* _Text provided_

_____

Each of these failure modes is detectable and preventable with appropriate technical oversight applied from the earliest stages of project development. The BOH pre-feasibility Gate Review addresses the design-stage failures before development expenditure is committed, requiring primary evidence for all material demand assumptions and site-specific technical assessment before any project advances. AI-driven project management tools, integrating data from multiple independent sources and applying machine learning pattern recognition to identify emerging variances before they become irreversible, close the information gap that allows execution failures to compound. Satellite monitoring provides continuous, independent, tamper-proof verification of physical construction progress across any site on the continent, at resolutions sufficient to cross-check contractor progress reporting and detect the patterns of financial leakage before they become material.
The monitoring gap, the interval between periodic site visits during which project conditions can deteriorate without detection, is the specific vulnerability that technology closes. A contractor who knows that its self-reported progress will be cross-checked against independent satellite imagery before each disbursement is approved faces a fundamentally different incentive structure than one whose documentation is accepted without independent verification. The deterrent effect of continuous monitoring is as important as its detection capability.
At 1 to 2% of total project cost, an integrated technical oversight programme costs less than the interest on a six-month construction delay for a typical mid-scale African infrastructure project. The comparison with the total capital loss of a ghost project scenario makes the economics of prevention decisive.
For a complete guide to AI project management, satellite oversight, and the BOH Quality Assurance process from pre-feasibility to commercial operation, read the full cluster briefing: Ghost Projects and How to Avoid Them.

_____

* _Raw data_
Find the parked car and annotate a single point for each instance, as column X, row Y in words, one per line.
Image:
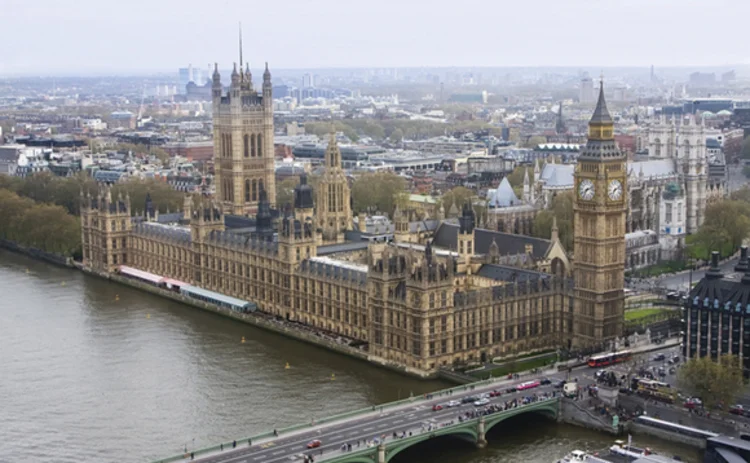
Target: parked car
column 692, row 403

_____

* _Given request 1_
Reproduce the passage on project oversight word for word, between "At 1 to 2% of" and "to Avoid Them.", inclusive.
* _Given request 2_
Summarize the passage on project oversight in two sentences.
* _Given request 3_
Continue the passage on project oversight from its final sentence.

* _Final result 1_
At 1 to 2% of total project cost, an integrated technical oversight programme costs less than the interest on a six-month construction delay for a typical mid-scale African infrastructure project. The comparison with the total capital loss of a ghost project scenario makes the economics of prevention decisive.
For a complete guide to AI project management, satellite oversight, and the BOH Quality Assurance process from pre-feasibility to commercial operation, read the full cluster briefing: Ghost Projects and How to Avoid Them.

* _Final result 2_
Technical oversight applied from the earliest project stages can detect and prevent failure modes: the BOH pre-feasibility Gate Review addresses design-stage failures, while AI-driven project management tools and satellite monitoring close the information and monitoring gaps that let execution failures go undetected. Independent verification also deters contractors, and at 1 to 2% of total project cost, an integrated oversight program costs less than the interest on a six-month construction delay for a typical mid-scale African infrastructure project.

* _Final result 3_
The Compounding Effect: Why All Four Dimensions Matter Together
The Integration Principle
The BOH de-risking framework is designed as an integrated system, not a menu of independent options. This distinction matters because the four dimensions of African infrastructure risk are not independent of each other. They interact, and in the absence of protection across all four, residual exposure in any one dimension can undermine the protection provided by the others.
Consider a project that has implemented robust currency de-risking through Indexed Tariffs and offshore escrow, but has neglected the legal dimension. The Indexed Tariff clause is only as durable as the PPP agreement that contains it. If that agreement lacks Stabilisation Clauses, a government facing domestic political pressure over tariff increases can simply change the regulatory framework, overriding the indexation mechanism and leaving the investor with no protection and no effective enforcement remedy if the dispute is referred to domestic courts. Currency protection without legal protection is fragile.
Now consider a project that has strong currency structuring and robust legal protection but inadequate credit enhancement. The cost of debt is 12% rather than 6%. The higher debt service requirement means the project needs a higher tariff to be economically viable. The higher tariff faces greater political resistance from the government counterparty, creating the conditions for precisely the stroke of the pen intervention that the legal protections are designed to deter. Credit weakness creates legal vulnerability.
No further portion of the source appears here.